• Problem requirements
Everything from the line that contains "of the artificial" to the end of the listing below, both ends included, is to be transcribed word for word, and nothing else.

--- Provided data Enclosed Below ---

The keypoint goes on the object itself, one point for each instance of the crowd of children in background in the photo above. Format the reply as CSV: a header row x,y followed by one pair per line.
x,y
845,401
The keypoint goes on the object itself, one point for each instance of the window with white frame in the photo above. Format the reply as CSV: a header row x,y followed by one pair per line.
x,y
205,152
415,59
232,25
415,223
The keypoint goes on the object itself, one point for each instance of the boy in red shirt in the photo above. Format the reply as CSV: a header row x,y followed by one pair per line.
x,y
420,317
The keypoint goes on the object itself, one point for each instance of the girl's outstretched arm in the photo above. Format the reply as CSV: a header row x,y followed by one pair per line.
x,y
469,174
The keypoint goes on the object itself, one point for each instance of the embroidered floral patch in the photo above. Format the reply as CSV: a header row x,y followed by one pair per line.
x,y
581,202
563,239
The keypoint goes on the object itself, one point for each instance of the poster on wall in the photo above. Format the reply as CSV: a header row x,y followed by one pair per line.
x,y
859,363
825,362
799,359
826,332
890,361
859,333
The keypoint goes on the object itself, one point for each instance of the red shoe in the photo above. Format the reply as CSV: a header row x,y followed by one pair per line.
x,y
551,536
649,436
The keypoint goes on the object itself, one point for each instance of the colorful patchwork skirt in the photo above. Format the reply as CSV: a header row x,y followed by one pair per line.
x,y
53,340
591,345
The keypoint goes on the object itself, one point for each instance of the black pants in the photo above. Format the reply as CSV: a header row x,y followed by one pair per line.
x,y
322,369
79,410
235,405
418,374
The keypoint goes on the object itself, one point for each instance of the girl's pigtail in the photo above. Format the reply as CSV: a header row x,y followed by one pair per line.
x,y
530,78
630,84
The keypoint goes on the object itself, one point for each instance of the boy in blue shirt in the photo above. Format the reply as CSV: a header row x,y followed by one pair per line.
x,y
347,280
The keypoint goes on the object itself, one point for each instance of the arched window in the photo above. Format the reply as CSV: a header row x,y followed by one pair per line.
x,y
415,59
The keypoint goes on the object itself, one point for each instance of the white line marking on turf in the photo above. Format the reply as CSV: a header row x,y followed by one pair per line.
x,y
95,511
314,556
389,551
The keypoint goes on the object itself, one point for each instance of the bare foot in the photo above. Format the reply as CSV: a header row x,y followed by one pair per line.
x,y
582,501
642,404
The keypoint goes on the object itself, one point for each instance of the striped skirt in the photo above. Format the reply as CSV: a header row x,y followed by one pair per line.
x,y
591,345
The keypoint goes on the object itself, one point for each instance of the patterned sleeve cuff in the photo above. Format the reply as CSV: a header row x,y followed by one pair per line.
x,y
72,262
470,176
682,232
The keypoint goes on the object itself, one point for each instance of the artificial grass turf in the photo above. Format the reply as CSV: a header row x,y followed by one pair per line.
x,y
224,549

--- End of Enclosed Provided data ---

• Result of the exercise
The keypoint goes on the object itself, one point for each instance of the artificial grass turf in the photo above. Format the reply as CSV: a header row x,y followed by one pair per line.
x,y
224,549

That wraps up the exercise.